───── TEXT SECTION ─────

Courtesy of Film
Daniel Vernon's documentary recounts the story of a talented musician who released an acclaimed album while still in prison, only to disappear for decades.
A riddle, wrapped in a mystery, inside an enigma. The description comes from Winston Churchill about Russia, but it could just as easily be applied to the subject of Daniel Vernon's documentary about musician Ike White. If you haven't heard of White, you're not alone. An accomplished singer, composer and guitarist, he released only one album, 1976's Changin' Times, which received critical acclaim but quickly lapsed into obscurity. But his music, as good as it is (you can hear the album in its entirety on YouTube) pales in comparison to his story, unearthed in this endlessly fascinating film.
White was notable not just for his musical talent, which prompted other musicians to compare him to Jimi Hendrix, but also for his circumstances. He recorded his album in prison, while serving a life sentence for the murder of an 85-year-old grocery store owner who was killed during a robbery. Music producer Jerry Goldstein (War, Sly and the Family Stone) heard about White and managed to arrange for a portable studio to be brought to the prison, along with two other musicians and a trio of female backup singers. During the recording of the album — a blend of funk, soul and R&B — Goldstein's 19-year-old secretary fell in love with White and married him while he was still incarcerated. As we eventually learn, she was hardly the only woman to succumb to the handsome and charismatic musician's charms.

─────

Please echo the part of the Ike White documentary review between "Courtesy of Film" and "disappear for decades.", inclusive, word for word.

───── SOURCE INFORMATION ─────

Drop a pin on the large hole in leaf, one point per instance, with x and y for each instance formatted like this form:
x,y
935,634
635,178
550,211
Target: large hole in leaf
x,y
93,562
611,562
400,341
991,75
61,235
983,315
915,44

─────

### [EXERCISE RESULT]
Courtesy of Film
Daniel Vernon's documentary recounts the story of a talented musician who released an acclaimed album while still in prison, only to disappear for decades.